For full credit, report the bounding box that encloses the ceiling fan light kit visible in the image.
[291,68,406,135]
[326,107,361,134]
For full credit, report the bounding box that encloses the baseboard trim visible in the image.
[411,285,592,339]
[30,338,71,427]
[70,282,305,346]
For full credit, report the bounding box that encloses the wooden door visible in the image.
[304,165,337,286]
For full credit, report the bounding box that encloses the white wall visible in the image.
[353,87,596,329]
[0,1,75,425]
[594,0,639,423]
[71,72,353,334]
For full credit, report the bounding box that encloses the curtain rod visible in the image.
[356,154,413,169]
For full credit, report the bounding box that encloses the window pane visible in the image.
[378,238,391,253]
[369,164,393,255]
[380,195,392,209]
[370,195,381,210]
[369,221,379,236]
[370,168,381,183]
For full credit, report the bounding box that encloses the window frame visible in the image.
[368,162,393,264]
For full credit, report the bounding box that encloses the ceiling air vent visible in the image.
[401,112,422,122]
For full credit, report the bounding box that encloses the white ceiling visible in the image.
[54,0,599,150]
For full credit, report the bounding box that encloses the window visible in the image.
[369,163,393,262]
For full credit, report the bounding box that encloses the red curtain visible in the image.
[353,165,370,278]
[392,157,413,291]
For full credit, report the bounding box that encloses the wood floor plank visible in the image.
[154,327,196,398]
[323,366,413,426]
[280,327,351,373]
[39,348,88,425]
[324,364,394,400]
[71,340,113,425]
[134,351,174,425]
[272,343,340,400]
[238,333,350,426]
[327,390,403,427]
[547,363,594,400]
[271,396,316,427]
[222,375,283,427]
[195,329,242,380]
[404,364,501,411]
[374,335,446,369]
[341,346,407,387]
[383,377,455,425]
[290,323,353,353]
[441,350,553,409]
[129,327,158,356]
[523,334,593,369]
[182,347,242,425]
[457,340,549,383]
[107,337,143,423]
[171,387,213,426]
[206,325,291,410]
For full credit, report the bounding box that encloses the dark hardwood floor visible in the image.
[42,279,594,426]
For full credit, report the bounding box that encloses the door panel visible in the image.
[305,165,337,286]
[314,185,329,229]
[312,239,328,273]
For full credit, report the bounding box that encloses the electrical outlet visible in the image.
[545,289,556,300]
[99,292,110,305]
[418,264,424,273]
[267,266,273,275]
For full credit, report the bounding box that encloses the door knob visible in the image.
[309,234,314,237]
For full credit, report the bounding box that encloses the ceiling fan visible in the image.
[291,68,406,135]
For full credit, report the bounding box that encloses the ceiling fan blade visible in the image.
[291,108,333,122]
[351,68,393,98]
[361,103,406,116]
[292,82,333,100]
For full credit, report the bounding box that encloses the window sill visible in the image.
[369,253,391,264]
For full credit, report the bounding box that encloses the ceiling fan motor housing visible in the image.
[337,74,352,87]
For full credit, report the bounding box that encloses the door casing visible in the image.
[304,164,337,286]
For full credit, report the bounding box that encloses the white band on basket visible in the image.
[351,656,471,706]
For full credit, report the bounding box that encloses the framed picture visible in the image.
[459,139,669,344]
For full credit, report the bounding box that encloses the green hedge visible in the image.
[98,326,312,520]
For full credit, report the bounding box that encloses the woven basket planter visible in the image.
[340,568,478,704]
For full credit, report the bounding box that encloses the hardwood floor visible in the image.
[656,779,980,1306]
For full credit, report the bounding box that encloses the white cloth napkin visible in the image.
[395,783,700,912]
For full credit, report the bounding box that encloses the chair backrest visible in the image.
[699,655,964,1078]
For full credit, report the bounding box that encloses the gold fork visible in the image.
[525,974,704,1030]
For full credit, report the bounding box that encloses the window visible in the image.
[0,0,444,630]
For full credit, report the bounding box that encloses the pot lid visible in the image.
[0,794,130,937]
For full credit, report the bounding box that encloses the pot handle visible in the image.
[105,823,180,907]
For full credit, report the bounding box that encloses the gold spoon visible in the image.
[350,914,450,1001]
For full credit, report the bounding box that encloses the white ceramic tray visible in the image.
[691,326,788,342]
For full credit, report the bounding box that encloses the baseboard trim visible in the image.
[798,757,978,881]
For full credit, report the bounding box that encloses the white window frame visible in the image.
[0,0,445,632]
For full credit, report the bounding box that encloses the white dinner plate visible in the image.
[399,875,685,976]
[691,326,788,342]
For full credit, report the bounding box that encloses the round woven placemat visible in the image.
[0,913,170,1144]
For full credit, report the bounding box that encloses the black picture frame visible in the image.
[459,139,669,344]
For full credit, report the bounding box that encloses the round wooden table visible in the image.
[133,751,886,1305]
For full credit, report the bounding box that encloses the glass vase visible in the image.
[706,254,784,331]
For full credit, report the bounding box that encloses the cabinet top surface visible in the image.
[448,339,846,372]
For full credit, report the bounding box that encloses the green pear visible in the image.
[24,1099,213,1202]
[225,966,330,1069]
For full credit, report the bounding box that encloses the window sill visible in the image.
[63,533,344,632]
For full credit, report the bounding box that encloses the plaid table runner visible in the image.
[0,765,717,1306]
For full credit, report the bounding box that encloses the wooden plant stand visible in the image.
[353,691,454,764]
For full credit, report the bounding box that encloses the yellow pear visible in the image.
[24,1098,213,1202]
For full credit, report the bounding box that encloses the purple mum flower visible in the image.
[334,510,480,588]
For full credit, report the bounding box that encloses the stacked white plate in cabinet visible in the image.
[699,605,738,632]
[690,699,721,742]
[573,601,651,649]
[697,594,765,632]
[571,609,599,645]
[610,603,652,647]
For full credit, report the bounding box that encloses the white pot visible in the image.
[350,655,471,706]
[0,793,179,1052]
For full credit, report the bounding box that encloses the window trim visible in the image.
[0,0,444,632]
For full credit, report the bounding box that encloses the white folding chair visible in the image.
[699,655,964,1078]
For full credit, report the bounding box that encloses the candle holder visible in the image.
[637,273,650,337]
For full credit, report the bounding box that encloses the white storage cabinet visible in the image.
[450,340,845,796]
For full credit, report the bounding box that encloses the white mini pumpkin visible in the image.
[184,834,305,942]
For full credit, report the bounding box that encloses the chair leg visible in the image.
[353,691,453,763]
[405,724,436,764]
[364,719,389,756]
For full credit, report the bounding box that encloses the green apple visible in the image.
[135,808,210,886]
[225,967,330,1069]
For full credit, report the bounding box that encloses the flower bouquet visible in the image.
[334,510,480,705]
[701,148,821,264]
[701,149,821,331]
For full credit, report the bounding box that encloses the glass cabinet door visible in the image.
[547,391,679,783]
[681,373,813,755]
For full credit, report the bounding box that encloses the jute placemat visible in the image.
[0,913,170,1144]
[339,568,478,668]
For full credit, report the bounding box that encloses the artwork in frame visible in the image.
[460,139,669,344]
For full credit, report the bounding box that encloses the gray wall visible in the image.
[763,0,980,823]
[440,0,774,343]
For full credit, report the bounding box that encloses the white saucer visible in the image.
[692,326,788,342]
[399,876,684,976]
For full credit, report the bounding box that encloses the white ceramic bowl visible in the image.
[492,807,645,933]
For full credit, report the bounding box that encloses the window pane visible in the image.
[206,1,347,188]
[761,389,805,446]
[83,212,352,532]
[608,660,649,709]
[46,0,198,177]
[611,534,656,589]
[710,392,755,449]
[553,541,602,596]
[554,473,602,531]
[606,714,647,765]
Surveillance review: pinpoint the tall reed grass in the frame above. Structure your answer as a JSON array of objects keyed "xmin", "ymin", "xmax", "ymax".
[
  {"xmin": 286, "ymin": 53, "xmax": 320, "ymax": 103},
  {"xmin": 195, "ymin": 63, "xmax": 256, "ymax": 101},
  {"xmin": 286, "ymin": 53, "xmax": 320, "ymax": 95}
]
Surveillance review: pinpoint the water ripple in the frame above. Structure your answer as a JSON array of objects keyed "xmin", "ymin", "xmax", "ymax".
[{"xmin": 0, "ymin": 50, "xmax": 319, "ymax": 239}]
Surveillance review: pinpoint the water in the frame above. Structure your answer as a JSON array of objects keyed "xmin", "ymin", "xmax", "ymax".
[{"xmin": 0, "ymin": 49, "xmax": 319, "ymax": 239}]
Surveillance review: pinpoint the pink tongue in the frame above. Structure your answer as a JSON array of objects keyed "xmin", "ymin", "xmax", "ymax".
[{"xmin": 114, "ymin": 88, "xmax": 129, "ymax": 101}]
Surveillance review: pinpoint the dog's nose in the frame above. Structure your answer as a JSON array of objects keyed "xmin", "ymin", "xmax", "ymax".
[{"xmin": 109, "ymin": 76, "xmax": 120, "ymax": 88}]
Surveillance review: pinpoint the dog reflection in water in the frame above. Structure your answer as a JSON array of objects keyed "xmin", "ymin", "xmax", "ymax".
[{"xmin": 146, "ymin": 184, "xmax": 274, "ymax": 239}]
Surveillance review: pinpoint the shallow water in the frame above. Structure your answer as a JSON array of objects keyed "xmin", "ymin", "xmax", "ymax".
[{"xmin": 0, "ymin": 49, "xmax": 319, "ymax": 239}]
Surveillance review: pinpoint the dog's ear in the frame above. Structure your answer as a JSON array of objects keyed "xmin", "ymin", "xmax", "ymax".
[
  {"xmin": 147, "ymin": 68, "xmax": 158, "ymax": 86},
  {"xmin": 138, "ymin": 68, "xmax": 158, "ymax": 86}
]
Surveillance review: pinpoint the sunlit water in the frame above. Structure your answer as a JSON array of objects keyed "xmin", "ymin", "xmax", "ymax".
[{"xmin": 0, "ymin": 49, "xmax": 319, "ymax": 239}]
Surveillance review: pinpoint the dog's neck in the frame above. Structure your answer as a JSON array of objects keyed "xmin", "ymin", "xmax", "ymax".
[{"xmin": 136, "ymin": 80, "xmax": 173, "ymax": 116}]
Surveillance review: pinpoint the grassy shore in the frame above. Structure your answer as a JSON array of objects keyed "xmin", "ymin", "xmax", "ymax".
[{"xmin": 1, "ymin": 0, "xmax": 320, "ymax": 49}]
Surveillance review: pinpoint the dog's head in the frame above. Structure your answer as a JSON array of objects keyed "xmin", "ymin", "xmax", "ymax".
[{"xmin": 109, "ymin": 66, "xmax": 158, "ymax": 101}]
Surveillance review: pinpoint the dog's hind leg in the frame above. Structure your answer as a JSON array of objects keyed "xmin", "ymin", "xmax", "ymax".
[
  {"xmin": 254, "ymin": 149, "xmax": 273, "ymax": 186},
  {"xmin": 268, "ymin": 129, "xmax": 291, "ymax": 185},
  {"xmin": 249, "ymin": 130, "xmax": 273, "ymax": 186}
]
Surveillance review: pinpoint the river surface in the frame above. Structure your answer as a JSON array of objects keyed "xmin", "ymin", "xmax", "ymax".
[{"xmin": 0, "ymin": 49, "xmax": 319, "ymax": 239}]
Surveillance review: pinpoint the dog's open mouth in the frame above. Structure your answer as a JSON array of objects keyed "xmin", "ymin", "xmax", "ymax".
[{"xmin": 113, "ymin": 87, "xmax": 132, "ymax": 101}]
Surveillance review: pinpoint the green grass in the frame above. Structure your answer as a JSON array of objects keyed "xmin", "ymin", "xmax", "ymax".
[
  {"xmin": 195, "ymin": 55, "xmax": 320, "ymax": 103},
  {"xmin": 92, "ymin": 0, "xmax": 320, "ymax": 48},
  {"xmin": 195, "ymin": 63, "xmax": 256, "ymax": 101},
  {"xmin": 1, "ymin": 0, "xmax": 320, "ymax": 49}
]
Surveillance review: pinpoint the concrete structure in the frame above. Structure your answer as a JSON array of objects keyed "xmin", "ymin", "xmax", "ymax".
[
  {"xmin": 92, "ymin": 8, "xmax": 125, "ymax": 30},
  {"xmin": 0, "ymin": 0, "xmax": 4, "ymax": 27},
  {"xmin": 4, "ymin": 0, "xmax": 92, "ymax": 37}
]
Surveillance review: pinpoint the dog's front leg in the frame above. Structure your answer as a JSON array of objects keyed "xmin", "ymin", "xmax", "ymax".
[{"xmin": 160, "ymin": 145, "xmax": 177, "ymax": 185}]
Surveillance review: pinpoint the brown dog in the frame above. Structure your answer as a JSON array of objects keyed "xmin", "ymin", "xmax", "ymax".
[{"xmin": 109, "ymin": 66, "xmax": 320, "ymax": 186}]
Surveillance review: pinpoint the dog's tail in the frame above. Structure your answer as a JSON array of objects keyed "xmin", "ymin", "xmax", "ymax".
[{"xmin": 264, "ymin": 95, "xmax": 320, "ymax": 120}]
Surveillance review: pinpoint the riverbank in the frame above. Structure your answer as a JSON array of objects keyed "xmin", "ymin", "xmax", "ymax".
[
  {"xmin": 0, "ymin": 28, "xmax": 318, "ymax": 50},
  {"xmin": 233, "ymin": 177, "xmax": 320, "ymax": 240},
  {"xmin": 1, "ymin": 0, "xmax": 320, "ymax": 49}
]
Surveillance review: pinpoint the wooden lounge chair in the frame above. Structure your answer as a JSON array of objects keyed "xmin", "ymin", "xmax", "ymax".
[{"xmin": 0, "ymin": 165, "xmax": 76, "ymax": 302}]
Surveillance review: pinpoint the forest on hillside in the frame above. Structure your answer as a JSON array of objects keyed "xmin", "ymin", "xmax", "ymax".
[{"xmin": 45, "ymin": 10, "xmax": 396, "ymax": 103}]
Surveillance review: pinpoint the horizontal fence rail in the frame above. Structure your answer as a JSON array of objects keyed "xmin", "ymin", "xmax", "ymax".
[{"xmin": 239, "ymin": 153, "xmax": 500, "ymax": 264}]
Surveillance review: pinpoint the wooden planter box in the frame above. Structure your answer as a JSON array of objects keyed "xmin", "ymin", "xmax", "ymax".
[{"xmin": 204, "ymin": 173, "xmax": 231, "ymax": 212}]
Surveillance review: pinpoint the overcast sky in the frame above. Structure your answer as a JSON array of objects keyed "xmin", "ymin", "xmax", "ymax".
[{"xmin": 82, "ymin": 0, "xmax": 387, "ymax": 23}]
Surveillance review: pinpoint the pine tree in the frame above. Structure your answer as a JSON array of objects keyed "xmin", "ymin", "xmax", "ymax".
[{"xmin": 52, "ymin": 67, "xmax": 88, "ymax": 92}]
- - -
▶ _EXERCISE DIRECTIONS_: Return, word for word, each line from the line that contains "Surveillance review: pinpoint the pine" to the end of the listing above; include both end lines and nothing else.

▶ _EXERCISE OUTPUT_:
Surveillance review: pinpoint the pine tree in the frame above. Structure your answer as a JSON array of objects keyed "xmin", "ymin", "xmax", "ymax".
[{"xmin": 52, "ymin": 67, "xmax": 88, "ymax": 92}]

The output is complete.